56      Il s’ensuit, en premier lieu, que les délais impératifs énoncés à l’article 23, paragraphe 2, du règlement Dublin III doivent être respectés tant par le deuxième que par le troisième État membre auprès duquel une demande de protection internationale a été introduite par un ressortissant d’un pays tiers, lorsque ces États membres forment une requête aux fins de reprise en charge.

57      Pour autant, dans la mesure où certaines des affaires en cause au principal se rapportent à des situations dans lesquelles un ressortissant d’un pays tiers a introduit plusieurs demandes de protection internationale dans un même État membre, il importe de relever que, lorsqu’un demandeur introduit une nouvelle demande de protection internationale dans un État membre après que ce dernier a adopté une décision de transfert de ce demandeur, l’exécution de cette décision demeure en principe possible, sans qu’il soit nécessaire que cet État membre formule une nouvelle requête aux fins de reprise en charge, même si ledit demandeur a, entretemps, introduit une demande de protection internationale dans un autre État membre.

58      En effet, si une décision de transfert ne se voyait pas reconnaître un tel effet, cela permettrait à tout ressortissant d’un pays tiers contre lequel une décision de transfert a été adoptée par un État membre de se soustraire définitivement à l’exécution de celle-ci, avant qu’elle n’ait pu produire ses effets, en introduisant une demande de protection internationale dans un autre État membre, puis en revenant dans le premier État membre, au risque de paralyser complètement le mécanisme de traitement des demandes de protection internationale institué par le règlement Dublin III et de nuire à la réalisation de l’objectif de célérité dans le traitement de ces demandes.

59      Partant, l’État membre ayant adopté une décision de transfert qui n’a pas encore été exécutée et dont le délai d’exécution n’a pas expiré n’est pas susceptible de se voir transférer la responsabilité d’examiner la demande de protection internationale du seul fait qu’il n’a pas, à la suite de l’introduction d’une nouvelle demande de protection internationale sur son territoire, formulé une nouvelle requête aux fins de reprise en charge dans les délais prévus à l’article 23, paragraphe 2, du règlement Dublin III.

60      En revanche, une telle requête devra impérativement être formulée en vue de pouvoir procéder au transfert d’un ressortissant d’un pays tiers ayant fait l’objet d’une décision de transfert vers l’État membre concerné lorsque cette décision a déjà été exécutée (voir, par analogie, arrêt du 25 janvier 2018, Hasan, C‑360/16, EU:C:2018:35, point 51).

61      Dans une telle situation, à défaut de formuler une requête aux fins de reprise en charge dans les délais prévus à l’article 23, paragraphe 2, du règlement Dublin III, l’État membre auprès duquel une nouvelle demande de protection internationale a été introduite deviendra, conformément à l’article 23, paragraphe 3, de ce règlement, l’État membre responsable de l’examen de cette demande, sans que la question de l’expiration éventuelle du délai de transfert prévu à l’article 29, paragraphe 1, dudit règlement, ait d’incidence.

(Données brutes):
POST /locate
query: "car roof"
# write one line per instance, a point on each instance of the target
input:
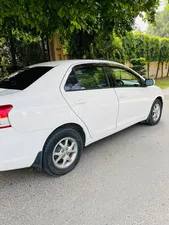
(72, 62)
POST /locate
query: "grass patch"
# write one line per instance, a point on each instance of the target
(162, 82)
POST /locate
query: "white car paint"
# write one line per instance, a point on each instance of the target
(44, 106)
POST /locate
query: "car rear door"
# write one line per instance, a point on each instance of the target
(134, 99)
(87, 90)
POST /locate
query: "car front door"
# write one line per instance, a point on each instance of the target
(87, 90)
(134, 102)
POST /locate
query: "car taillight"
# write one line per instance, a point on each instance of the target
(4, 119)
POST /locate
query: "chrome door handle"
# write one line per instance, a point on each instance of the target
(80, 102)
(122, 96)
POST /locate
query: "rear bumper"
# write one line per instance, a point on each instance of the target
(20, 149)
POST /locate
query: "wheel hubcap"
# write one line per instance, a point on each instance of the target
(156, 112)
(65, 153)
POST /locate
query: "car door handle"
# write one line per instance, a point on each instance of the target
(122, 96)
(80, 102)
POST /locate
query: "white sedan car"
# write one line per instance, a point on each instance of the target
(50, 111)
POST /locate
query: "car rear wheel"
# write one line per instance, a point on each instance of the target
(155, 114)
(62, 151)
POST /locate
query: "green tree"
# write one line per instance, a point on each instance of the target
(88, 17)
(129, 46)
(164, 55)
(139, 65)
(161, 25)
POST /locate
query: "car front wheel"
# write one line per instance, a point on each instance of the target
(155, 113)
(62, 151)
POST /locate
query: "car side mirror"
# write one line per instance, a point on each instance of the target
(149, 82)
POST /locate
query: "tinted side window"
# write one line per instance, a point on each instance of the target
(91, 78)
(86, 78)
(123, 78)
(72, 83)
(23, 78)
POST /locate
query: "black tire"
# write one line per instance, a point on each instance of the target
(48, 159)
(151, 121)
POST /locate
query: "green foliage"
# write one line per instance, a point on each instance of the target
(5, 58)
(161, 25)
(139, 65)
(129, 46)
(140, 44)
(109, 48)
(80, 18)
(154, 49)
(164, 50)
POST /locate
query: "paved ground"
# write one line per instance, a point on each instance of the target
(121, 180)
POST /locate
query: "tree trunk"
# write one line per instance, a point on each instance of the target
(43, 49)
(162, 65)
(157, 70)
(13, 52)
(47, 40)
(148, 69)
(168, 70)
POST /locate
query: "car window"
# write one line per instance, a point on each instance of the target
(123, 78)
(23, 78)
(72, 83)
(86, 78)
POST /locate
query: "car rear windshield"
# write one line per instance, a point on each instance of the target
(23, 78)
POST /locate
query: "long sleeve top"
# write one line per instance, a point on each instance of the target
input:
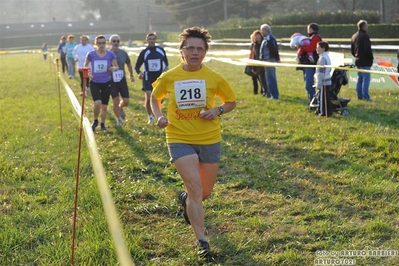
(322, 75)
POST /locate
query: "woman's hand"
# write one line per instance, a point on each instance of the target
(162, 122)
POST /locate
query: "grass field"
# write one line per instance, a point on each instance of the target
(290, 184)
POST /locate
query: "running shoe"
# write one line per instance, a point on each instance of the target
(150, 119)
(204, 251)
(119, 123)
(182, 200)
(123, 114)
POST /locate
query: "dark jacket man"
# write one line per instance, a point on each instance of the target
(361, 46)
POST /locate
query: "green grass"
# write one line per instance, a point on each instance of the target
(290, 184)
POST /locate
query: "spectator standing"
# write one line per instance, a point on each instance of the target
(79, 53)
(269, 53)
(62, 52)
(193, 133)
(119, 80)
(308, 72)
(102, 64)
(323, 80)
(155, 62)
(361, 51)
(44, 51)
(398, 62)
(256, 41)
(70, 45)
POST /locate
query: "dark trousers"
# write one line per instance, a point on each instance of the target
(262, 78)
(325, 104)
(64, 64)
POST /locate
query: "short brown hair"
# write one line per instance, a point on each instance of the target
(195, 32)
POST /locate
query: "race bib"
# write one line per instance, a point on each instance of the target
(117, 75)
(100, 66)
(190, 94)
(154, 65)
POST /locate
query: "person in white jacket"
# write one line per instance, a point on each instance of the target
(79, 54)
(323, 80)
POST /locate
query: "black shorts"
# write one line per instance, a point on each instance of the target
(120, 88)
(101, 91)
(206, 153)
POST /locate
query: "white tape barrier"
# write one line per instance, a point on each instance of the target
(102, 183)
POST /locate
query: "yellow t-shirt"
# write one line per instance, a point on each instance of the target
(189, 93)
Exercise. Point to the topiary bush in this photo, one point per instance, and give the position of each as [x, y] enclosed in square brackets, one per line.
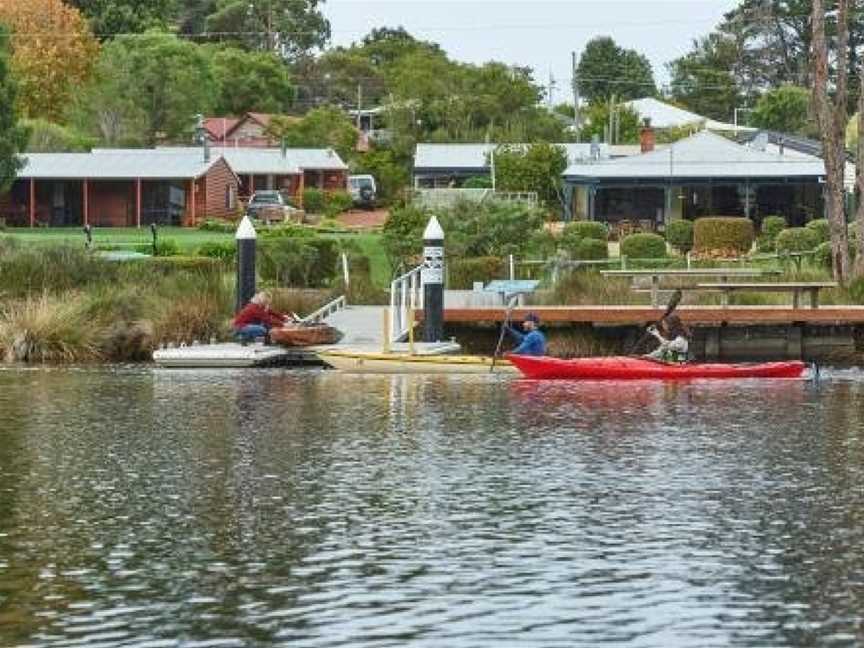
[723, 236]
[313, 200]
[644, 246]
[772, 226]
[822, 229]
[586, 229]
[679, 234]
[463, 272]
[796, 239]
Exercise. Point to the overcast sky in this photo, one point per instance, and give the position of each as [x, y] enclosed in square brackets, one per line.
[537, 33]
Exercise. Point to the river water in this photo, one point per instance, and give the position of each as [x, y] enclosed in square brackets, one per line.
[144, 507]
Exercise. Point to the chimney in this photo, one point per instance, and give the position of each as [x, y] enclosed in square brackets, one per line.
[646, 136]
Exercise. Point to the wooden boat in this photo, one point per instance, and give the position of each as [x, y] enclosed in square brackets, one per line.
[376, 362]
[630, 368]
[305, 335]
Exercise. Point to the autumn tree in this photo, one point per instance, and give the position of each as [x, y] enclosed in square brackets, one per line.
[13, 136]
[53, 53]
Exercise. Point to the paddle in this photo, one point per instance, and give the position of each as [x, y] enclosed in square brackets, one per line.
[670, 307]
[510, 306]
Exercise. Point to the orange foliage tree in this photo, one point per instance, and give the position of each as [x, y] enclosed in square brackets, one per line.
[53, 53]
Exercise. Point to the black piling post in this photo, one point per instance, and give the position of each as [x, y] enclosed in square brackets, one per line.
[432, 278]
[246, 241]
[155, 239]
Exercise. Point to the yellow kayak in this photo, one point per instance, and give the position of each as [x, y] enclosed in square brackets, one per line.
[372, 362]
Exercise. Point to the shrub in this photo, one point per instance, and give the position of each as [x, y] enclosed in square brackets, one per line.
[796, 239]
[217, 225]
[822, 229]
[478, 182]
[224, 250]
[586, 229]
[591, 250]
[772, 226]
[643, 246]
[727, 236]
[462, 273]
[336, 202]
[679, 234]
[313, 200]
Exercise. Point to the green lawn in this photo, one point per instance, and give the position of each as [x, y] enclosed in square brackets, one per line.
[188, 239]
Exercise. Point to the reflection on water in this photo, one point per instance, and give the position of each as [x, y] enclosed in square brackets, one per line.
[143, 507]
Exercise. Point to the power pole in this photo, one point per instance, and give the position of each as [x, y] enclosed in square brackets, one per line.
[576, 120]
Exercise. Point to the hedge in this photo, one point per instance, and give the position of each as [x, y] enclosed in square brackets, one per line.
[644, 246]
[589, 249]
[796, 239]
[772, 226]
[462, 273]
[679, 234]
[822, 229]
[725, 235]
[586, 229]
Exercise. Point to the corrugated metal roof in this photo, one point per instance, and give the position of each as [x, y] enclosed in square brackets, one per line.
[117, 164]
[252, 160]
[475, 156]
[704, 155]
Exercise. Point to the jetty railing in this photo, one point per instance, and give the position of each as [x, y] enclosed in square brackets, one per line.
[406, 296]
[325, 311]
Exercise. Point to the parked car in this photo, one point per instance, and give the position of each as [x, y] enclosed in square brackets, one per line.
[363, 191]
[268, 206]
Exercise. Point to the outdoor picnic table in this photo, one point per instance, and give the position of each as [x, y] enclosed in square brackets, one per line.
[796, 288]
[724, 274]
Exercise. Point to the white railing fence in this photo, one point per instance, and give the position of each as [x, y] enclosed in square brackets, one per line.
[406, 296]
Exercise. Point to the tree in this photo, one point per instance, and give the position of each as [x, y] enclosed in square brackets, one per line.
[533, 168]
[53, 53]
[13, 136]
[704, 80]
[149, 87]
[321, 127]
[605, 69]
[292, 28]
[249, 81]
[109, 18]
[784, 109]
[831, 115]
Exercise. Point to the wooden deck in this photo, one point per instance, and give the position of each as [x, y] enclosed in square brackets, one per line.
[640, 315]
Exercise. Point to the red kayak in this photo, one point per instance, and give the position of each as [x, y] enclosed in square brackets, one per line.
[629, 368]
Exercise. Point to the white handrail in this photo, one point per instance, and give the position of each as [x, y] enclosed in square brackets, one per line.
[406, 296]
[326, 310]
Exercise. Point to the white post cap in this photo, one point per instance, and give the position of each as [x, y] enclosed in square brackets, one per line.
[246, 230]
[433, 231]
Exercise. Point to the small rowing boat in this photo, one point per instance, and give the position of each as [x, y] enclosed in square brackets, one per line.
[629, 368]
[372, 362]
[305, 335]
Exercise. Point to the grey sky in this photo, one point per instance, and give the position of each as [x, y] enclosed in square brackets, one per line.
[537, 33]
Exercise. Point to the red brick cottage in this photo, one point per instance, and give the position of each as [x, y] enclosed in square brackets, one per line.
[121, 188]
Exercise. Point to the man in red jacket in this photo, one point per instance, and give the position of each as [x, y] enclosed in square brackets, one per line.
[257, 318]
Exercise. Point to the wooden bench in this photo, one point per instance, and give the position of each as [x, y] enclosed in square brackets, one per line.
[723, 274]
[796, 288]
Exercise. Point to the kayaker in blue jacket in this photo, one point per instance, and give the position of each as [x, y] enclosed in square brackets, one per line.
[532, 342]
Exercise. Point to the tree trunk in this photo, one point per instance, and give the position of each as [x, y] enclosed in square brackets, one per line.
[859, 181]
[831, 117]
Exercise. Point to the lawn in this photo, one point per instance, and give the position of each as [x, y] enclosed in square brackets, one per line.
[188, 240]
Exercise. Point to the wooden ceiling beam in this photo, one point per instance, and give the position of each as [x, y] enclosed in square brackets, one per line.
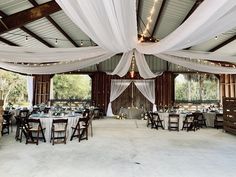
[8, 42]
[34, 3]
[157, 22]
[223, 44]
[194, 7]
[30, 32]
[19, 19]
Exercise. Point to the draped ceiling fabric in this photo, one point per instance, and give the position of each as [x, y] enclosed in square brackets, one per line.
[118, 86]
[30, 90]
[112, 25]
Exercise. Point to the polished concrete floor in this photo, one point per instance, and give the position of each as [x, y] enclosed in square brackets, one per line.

(Consignes):
a – Relevez toutes les dispositions du règlement Dublin III (article et paragraphe) citées dans l'extrait sur les requêtes aux fins de reprise en charge, en ne notant chacune qu'une fois.
b – Reportez chaque ligne des enregistrements qui contient la chaîne "tree". Les majuscules et minuscules comptent.
Le texte et les enregistrements n'ont aucun lien entre eux.

(Réponses par consigne):
a –
- article 23, paragraphe 2
- article 23, paragraphe 3
- article 29, paragraphe 1

b –
query: "green tree"
query: "tree trunk"
Exercise. Point to the autumn tree in this photo, one point per instance, and give the position of each as [x, y] enclosed in square brackets, one per line.
Exercise. Point to the orange foliage tree in this photo, one point per instance, and give the position of each as [x, y] enclosed in square brackets, one per line.
Exercise. Point to the tree in this photo, one point per instance, and give the position of each as [x, y] enclosed in square brackets, one per line.
Exercise. Point to the tree trunk in this photo, one point per instance, and give the position of each as [x, y] enclosed in square brackets, one per line.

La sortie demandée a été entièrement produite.